WHAT THE TASK ASKS
Rewrite all the items below as one numbered list, skipping any blank lines and leaving out the pictures.

* BEGIN *

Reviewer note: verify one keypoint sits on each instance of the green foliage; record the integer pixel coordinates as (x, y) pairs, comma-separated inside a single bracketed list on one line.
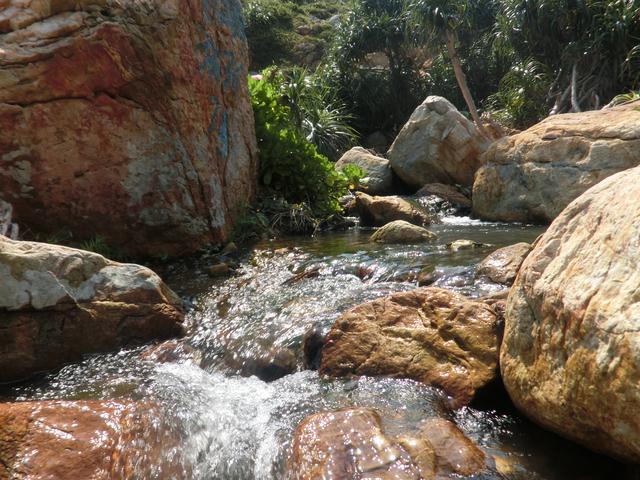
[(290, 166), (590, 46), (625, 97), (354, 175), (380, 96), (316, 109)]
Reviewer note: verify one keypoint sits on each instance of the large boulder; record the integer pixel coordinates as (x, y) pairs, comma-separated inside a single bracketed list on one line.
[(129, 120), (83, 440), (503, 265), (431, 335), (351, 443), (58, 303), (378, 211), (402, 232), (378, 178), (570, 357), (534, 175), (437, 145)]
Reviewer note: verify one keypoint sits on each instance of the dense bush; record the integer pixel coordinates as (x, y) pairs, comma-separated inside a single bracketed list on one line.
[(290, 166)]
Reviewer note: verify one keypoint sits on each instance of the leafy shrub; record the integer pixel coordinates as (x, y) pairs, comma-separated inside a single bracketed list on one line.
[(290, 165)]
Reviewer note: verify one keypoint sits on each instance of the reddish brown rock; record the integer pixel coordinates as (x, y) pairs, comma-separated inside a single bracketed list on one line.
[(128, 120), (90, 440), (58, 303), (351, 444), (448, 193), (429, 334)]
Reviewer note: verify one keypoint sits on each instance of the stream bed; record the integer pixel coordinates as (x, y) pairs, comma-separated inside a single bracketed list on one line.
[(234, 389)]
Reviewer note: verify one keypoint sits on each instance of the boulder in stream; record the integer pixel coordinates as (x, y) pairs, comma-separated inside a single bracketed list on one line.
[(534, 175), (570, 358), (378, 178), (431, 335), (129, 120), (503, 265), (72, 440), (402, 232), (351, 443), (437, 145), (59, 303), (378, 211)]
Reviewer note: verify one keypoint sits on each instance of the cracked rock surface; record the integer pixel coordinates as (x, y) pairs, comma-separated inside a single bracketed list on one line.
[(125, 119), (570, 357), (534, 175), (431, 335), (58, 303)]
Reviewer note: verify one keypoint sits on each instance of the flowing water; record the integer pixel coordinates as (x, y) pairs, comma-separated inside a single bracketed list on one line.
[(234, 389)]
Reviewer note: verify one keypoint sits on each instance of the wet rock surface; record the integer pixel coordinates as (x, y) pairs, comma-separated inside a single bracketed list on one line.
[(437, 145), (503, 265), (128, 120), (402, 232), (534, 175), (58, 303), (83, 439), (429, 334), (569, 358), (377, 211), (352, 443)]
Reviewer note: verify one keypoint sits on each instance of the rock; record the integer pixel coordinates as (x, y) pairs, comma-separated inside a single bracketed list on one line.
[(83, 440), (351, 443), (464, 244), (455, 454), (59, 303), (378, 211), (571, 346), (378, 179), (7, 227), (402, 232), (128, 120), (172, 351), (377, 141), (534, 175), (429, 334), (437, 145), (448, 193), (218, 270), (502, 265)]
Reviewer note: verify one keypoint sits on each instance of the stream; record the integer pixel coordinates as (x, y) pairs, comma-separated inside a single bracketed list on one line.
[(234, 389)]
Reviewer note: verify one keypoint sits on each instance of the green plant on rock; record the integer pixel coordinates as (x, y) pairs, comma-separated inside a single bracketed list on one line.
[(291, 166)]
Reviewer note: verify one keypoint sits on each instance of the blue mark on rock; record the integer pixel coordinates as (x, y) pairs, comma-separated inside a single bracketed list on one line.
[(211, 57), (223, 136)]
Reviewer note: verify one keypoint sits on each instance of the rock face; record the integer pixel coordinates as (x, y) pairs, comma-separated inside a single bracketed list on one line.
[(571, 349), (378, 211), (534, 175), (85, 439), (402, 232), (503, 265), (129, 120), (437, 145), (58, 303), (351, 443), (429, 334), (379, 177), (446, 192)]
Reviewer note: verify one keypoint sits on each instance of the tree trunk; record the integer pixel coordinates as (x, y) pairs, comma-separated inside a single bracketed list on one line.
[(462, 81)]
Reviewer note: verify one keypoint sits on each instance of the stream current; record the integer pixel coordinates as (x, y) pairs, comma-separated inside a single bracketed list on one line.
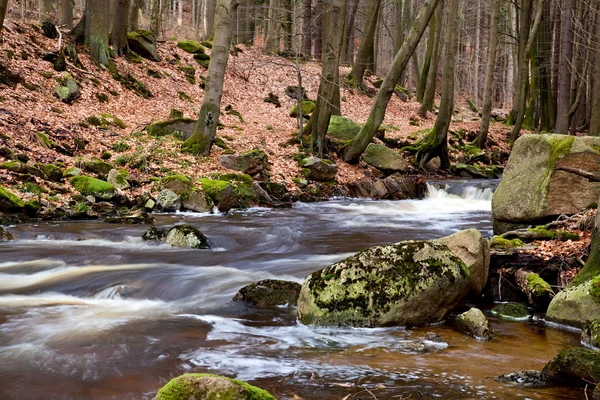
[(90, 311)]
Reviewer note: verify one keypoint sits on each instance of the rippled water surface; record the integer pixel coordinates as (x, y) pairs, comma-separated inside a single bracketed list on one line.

* END *

ANSWER IN FULL
1. Reviewer note: verify one keypoint sits on each instance of the green foliage; record the integer pixel coordinates as (x, y) pairs, comma-separated inside a single bracketed list on one line.
2. [(290, 166), (590, 46), (625, 97), (354, 175), (380, 96), (316, 109)]
3. Reviewer note: verify one keypoint sits on each instance of the large boulder; record the integer pixel coordinates as (x, y) pairs, comma-separated inside a single bracketed list on one line.
4. [(129, 120), (83, 440), (503, 265), (431, 335), (351, 443), (58, 303), (378, 211), (402, 232), (378, 178), (570, 357), (534, 175), (437, 145)]
5. Reviewer note: verify one keypoint sits on each instance of the dense bush; record the integer pixel coordinates as (x, y) pairs, comma-separated inside a single bracketed list on one line.
6. [(290, 166)]
7. Reviewer note: verify one keypoint sits on each instance of the leafy shrub; record the integer pixel coordinates as (x, y) pairs, comma-separated inside a single bracketed list on one line.
8. [(290, 165)]
9. Reviewer note: verify one keypoint sits on each instance of the reddish brown rock; record the integer pixel coordinates as (x, y) pairs, comma-separated inside a single bracketed list on one line.
10. [(128, 120), (90, 440), (58, 303), (351, 444), (448, 193), (429, 334)]
11. Reviewer note: verify one keypoint sits on each instance of the stream bed; record the integer pixel coordinates as (x, y) pairs, comma-separated inside a single bracketed list on one line.
12. [(234, 389)]
13. Reviewer note: verify one keypoint sits on each instance of the boulder in stream; record the integer pixel coordinates as (x, y) pairs, comma-separated inside a single bracketed list on one line.
14. [(534, 175), (570, 358), (378, 178), (431, 335), (129, 120), (503, 265), (72, 440), (402, 232), (351, 443), (437, 145), (59, 303), (378, 211)]
15. Reviewer note: verify one keypoint sits on each instance of the cracked rock surface; record the integer pixel coordinates as (x, y) pairs, comma-separated inside a single bracketed list on one line.
16. [(125, 119), (570, 357), (534, 175), (431, 335), (58, 303)]
17. Reviewer note: verify one keypoint sits on each instance of the flowing water; record the integer pixel coordinates as (x, y) pairs, comma-separated inside a single bracketed list on one line.
18. [(234, 389)]
19. Reviewer note: verify one keypoint sits on each instance of the wet rock surface; record the integer pixel coordinates as (x, y) pairs, comma-separated inside a single bracketed list on one line.
20. [(437, 145), (503, 265), (128, 120), (402, 232), (534, 175), (58, 303), (83, 439), (429, 334), (569, 358), (377, 211), (352, 443)]
21. Reviewer note: verify one keypoint sits on each instance of the rock; record the integer pixel coordinates as (x, y) pairs, comma-separated inside a single bracketed list on one line.
22. [(83, 440), (351, 443), (464, 244), (455, 454), (59, 303), (378, 211), (571, 346), (378, 179), (7, 227), (402, 232), (128, 120), (172, 351), (377, 141), (534, 175), (429, 334), (437, 145), (448, 193), (218, 270), (502, 265)]
23. Reviewer note: verify one keypoint sits on each instance of the stream; record the integer pixel coordinates as (x, y) pairs, comma-separated inside a single bracketed list on one line.
24. [(234, 389)]
25. Reviewer note: verify one keypoint sits on each instance of the green plant on rock; record the integer pixel coordinates as (x, y) pairs, comma-separated inside a single bracketed list on one line.
26. [(291, 166)]
27. Reviewer note: verify one keypoint sits on each instance of the blue mark on rock; record the integer pixel coordinates as (x, y) pairs, comma-separated inside a single bracketed list on one line.
28. [(211, 57), (223, 136)]
29. Reviewer note: verify one keypoint sits on each instance of the rock face; record the integer pixel coordinates as (x, y) pairs, comma-separated inside a single bracketed list on one line.
30. [(571, 349), (378, 211), (534, 175), (85, 439), (402, 232), (503, 265), (129, 120), (437, 145), (58, 303), (351, 443), (429, 334), (379, 177), (446, 192)]
31. Reviewer note: verify one keypoint sits on each instance of the tree trunk; record the integer pixel coordinates as (x, y) pairs, comma-separated inside a single bracketed list on one line.
32. [(462, 81)]
33. Reviewer note: verify one keypoint sits on each instance of the stream current; record the integer pixel coordinates as (x, y) pairs, comma-separated inside a single bracketed list on one line.
34. [(90, 311)]
35. Reviewer note: verify one keypoint sits on each instance of the rippled water surface; record the integer pixel coordinates as (x, y) pairs, comma-separated inside a single bracketed list on one line.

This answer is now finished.